*Extrait fourni*
---+---

- Tu es dispo ?
Bien sûr que Sandra est dispo, elle l'est toujours pour Samuel, il peut l'appeler quand il veut, où qu'elle soit, il peut la harceler jusqu'à ce qu'elle décroche. Elle décrochera. Elle ira jusqu'à lui, elle l'attendra s'il le faut, le cherchera, l'espérera. Plusieurs fois par jour, elle regardera, anxieuse, l'écran de son portable pour voir s'il n'a pas laissé de message. « C'est moi qui suis à sa disposition, c'est moi qui attends, qui dis oui, c'est moi qui suis prête, quand il demande, pour ce qu'il veut. »
De l'amour ? Une espèce d'amour fou ? Oui, on pourrait dire ça comme ça , mais est-ce si simple ?
Depuis longtemps, presque quinze ans, Samuel est l'amant de Sandra, un amant-aimant (au sens plus magnétique que sentimental du terme… quoique...)
Alors qu'elle venait d'épouser un certain Rodolphe, pour qui elle avait dit oui à tout, même à l'achat d'une vieille bâtisse en ruine dans la campagne (« la maison du bonheur, comment pourrais-je dire non ? ») et au fait d'avoir des enfants sans tarder (elle qui n'avait pas fini ses études...), elle a vu un jour arriver Samuel, un ami d'enfance de Rodolphe.
Elle se tenait au jardin, il s'est avancé en caressant de la main les herbes hautes, l'a balayée du regard et a demandé : « Il y a quelqu'un ? »
C'est peut-être à ce moment précis, dont les images resteront à jamais gravées en elle, qu'elle s'est dit qu'elle n'était peut-être déjà plus « quelqu'un ». Elle avait trop dit oui, trop renoncé et si ce type un peu vulgaire n'était pas tout à fait son genre, il représentait l'échappatoire, un petit espace permettant une fuite possible. Une ouverture quoi, dans laquelle s'engouffrer. A corps perdu, comme on dit, sans limites. Se donner, être avec l'autre et avoir le sentiment d'être là où on doit être : « Il dit Sandra, et je sais, quel que soit l'avenir, que rien n'égalera jamais le contact de cette main qui enserre ma hanche, cette présence qui ralentit le temps, et me donne le sentiment aigu d'être enfin à ma place. »
De l'amour ? Ou un sentiment qui n'aurait rien à voir avec l'amour ? Difficile de savoir. Sandra le sait-elle qui parle peu, plongée qu'elle est souvent dans l'immédiateté de l'instant ? Un vol d'oiseau, le souffle tiède du vent, le détail d'une façade retiennent toute son attention. Le présent emplit son être, lui interdisant un retour vers un passé douloureux ou vers un avenir très incertain.

---+---

*Extrait des données*
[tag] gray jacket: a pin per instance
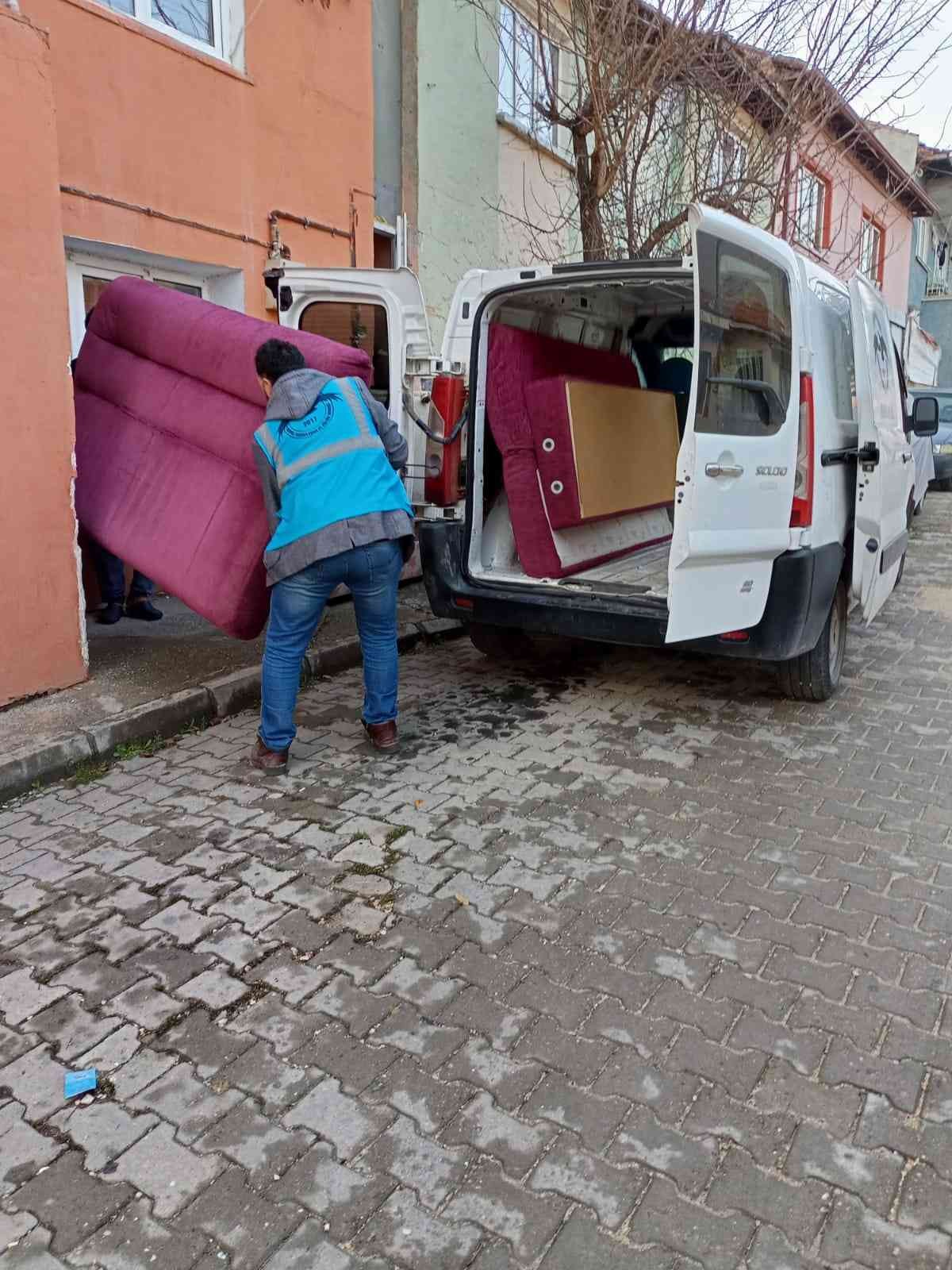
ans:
(294, 398)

---+---

*Travail à faire*
**A.** Dans le texte sur Sandra et Samuel, quel lien unit Samuel à Rodolphe ?
**B.** Poursuivez le texte sur Sandra et Samuel après sa dernière phrase.

*Liste des réponses*
**A.** Samuel est un ami d'enfance de Rodolphe.

**B.**
Mais jusqu'où peut-on aller par amour ? Voilà, au fond, la question que pose ce roman troublant, fascinant que j'ai lu comme une tragédie, celle d'une femme prise au piège d'un premier homme qui l'enferme dans une vie dont elle ne veut pas et finalement, d'un deuxième homme auquel elle s'accroche aveuglément - ne dit-on pas que l'amour est aveugle ?- dont on se demande au fond s'il est fait pour elle, s'il pourra lui permettre d'être heureuse (car c'est un peu ça le but, dans la vie, non?)… N'est-elle pas en train de quitter Charybde pour Scylla ?
Parce qu'en effet, ce Samuel - et c'est ça qui est génial, si complètement vraisemblable ! - n'a rien de franchement attirant.
Propriétaire d'une boîte de nuit ringarde dans les faubourgs d'une grande ville, homme à femmes, vulgaire, grossier, violent, il a tout d'un individu assez détestable. Or, c'est lui qui est arrivé au moment où Sandra plongeait, s'effaçait, sombrait doucement. Alors, elle l'a suivi, prête à tout pour lui. Jusqu'où ?
Quinze ans après ce coup de foudre et le divorce qui a suivi, l'ex-mari revient. Pourquoi ? Que cherche cet homme friqué qui a fait carrière à Paris ? Pourquoi veut-il revoir Sandra, pourquoi est-il si inquiet ? Que cachent-ils au fond tous les trois, le mari, l'amant, la femme ? Quel est leur lourd secret qui les empêche de vivre ? « Rodolphe me cherche. Il veut me parler. Cela devait finir par arriver. Quatorze ans - qu'ai-je fait d'autre qu'attendre, depuis ? »
Ce récit, tout en tensions, en non-dits, en silences et resserré sur sept jours (du 8 juillet au 14 juillet) plonge le lecteur dans un univers très sombre où le malaise est, dès les premières pages, immédiatement palpable : quelques indices, bribes d'info vont progressivement faire émerger un passé terrible, des faits tragiques, des fantômes que l'on cherche à oublier en les enfouissant au fond de soi mais qui refont surface. Le thriller psychologique n'est pas loin, on longe un abîme effrayant et terrible dont on ne soupçonne pas la profondeur...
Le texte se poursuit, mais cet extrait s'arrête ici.